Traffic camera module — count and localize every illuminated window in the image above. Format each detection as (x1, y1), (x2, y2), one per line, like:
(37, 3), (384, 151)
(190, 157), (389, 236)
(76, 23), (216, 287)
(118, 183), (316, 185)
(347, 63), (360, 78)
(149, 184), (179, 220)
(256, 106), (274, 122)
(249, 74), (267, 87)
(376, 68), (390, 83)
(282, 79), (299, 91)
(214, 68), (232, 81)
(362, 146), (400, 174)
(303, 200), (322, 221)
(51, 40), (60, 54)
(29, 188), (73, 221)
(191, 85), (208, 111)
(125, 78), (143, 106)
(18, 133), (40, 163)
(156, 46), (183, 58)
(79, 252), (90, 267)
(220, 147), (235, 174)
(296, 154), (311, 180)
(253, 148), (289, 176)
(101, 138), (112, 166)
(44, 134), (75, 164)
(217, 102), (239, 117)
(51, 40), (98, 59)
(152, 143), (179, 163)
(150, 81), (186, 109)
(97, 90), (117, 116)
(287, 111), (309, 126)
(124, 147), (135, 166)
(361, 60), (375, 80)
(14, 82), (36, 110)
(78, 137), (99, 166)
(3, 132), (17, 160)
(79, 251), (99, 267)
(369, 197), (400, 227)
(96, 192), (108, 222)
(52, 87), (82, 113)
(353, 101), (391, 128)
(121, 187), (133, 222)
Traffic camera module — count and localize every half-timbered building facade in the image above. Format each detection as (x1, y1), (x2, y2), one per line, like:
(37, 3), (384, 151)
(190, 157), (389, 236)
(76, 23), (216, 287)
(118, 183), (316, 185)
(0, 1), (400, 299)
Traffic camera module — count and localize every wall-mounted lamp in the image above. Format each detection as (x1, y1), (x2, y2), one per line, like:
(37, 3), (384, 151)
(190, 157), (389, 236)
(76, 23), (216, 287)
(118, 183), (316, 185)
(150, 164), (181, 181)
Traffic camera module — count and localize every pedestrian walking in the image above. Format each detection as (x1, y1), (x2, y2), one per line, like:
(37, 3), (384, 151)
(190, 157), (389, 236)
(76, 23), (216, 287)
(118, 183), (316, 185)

^^^^

Problem requirements: Put every line of the records above into a numbered list, skipping any blank lines.

Solution to this task:
1. Traffic camera module — count and localize every illuminated window in the image above. Format each detection as (x1, y1), (x2, y2), one per line, like:
2. (37, 3), (384, 151)
3. (190, 157), (389, 236)
4. (76, 23), (216, 287)
5. (118, 183), (316, 185)
6. (347, 63), (360, 78)
7. (149, 184), (179, 220)
8. (256, 106), (274, 122)
9. (249, 74), (267, 87)
10. (376, 68), (390, 83)
11. (282, 79), (299, 91)
12. (214, 68), (232, 81)
13. (362, 146), (400, 174)
14. (303, 200), (322, 221)
15. (51, 40), (60, 54)
16. (29, 188), (73, 221)
17. (191, 85), (208, 111)
18. (125, 78), (143, 106)
19. (18, 133), (40, 163)
20. (156, 46), (183, 58)
21. (79, 252), (90, 267)
22. (220, 147), (235, 174)
23. (296, 154), (311, 180)
24. (253, 148), (289, 176)
25. (101, 138), (112, 166)
26. (44, 134), (75, 164)
27. (217, 102), (239, 117)
28. (51, 40), (98, 59)
29. (152, 143), (179, 163)
30. (150, 81), (186, 109)
31. (97, 90), (117, 116)
32. (287, 111), (309, 126)
33. (124, 147), (135, 166)
34. (361, 60), (375, 80)
35. (14, 82), (36, 110)
36. (78, 137), (99, 166)
37. (3, 132), (17, 160)
38. (79, 251), (99, 267)
39. (369, 197), (400, 227)
40. (96, 192), (108, 222)
41. (52, 87), (82, 113)
42. (353, 101), (391, 128)
43. (121, 187), (133, 222)
44. Traffic camera module — count and localize every half-timbered building facade in the image above. Format each detection as (x1, y1), (x2, y2), one per line, like:
45. (37, 3), (384, 151)
46. (190, 157), (389, 236)
47. (76, 23), (216, 287)
48. (118, 183), (316, 185)
49. (0, 1), (400, 299)
50. Traffic camera module — count and localize every wall-mounted lamp in the image above. Format each detection as (x1, y1), (x2, y2), one per line, like:
51. (37, 3), (384, 151)
52. (190, 157), (389, 236)
53. (76, 23), (216, 287)
54. (118, 183), (316, 185)
55. (150, 164), (181, 181)
56. Traffic camera module — count and localize every pedestrian walking in the image above. Format each detection as (x1, y1), (x2, y2), one per line, like:
57. (37, 3), (384, 151)
58. (190, 157), (389, 236)
59. (76, 23), (216, 287)
60. (118, 183), (316, 185)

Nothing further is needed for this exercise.